begin
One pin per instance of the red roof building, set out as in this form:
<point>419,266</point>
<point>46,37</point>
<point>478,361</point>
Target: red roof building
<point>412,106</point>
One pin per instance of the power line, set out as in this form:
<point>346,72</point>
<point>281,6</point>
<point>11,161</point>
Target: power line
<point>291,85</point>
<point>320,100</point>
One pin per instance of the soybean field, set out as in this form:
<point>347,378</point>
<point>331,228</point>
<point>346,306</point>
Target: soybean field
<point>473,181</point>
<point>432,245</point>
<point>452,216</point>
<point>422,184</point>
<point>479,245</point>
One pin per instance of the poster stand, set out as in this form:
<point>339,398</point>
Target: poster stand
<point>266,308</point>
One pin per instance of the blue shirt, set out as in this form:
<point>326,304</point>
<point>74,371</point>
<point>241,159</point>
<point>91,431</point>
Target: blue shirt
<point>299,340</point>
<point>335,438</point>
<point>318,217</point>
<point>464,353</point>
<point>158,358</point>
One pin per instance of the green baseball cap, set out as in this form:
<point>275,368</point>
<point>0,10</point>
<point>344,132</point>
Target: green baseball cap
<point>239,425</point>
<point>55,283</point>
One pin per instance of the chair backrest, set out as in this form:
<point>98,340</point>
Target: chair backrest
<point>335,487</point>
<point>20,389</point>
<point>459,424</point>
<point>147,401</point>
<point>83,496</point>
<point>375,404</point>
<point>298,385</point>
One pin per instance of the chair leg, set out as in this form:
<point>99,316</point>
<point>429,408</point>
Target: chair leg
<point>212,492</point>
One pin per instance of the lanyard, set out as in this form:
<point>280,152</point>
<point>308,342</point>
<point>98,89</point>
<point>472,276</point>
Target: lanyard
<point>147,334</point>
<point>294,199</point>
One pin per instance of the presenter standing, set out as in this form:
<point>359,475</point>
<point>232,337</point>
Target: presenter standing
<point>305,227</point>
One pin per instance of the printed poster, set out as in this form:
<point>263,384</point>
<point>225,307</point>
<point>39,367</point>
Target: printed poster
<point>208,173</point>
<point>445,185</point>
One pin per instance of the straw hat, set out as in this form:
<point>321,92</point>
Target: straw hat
end
* [Problem statement]
Reproduce every line of the records above, swapping each "set out as in this form" for "formatted like this" and leaving everything else as it is.

* [Correct answer]
One pin per instance of the red roof building, formatted like this:
<point>419,266</point>
<point>46,37</point>
<point>478,361</point>
Target: red roof building
<point>412,106</point>
One pin per instance of the power line, formatted like this:
<point>346,72</point>
<point>281,6</point>
<point>11,161</point>
Target: power line
<point>291,85</point>
<point>320,100</point>
One pin per instance of the soybean field, formatted like this:
<point>347,378</point>
<point>331,228</point>
<point>346,306</point>
Target: soybean field
<point>473,181</point>
<point>432,245</point>
<point>452,216</point>
<point>422,184</point>
<point>479,245</point>
One pin per instance of the poster stand, formatted like this:
<point>339,398</point>
Target: poster stand
<point>266,308</point>
One pin per instance of the blue shirt, formatted like this:
<point>326,304</point>
<point>74,371</point>
<point>241,159</point>
<point>91,431</point>
Target: blue shirt
<point>299,340</point>
<point>335,438</point>
<point>318,217</point>
<point>464,353</point>
<point>158,358</point>
One pin per instance of the green baseball cap, formatted like this:
<point>275,368</point>
<point>0,10</point>
<point>344,132</point>
Target: green baseball cap
<point>239,425</point>
<point>55,283</point>
One pin per instance of the chair backrest, formatted like this:
<point>98,340</point>
Target: chair backrest
<point>335,487</point>
<point>20,389</point>
<point>459,424</point>
<point>147,401</point>
<point>83,496</point>
<point>375,404</point>
<point>298,385</point>
One pin per instance of the chair leg, formatted like this:
<point>99,316</point>
<point>429,408</point>
Target: chair leg
<point>212,492</point>
One pin per instance of the lanyard, formatted like this:
<point>280,152</point>
<point>308,342</point>
<point>98,89</point>
<point>472,276</point>
Target: lanyard
<point>147,334</point>
<point>294,199</point>
One pin per instance of the presenter standing, formatted like this:
<point>359,475</point>
<point>232,337</point>
Target: presenter standing
<point>305,227</point>
One pin per instance of the printed poster, formatted like this:
<point>263,384</point>
<point>225,307</point>
<point>39,367</point>
Target: printed poster
<point>208,173</point>
<point>445,185</point>
One pin per instance of the straw hat, formatted like this:
<point>321,92</point>
Target: straw hat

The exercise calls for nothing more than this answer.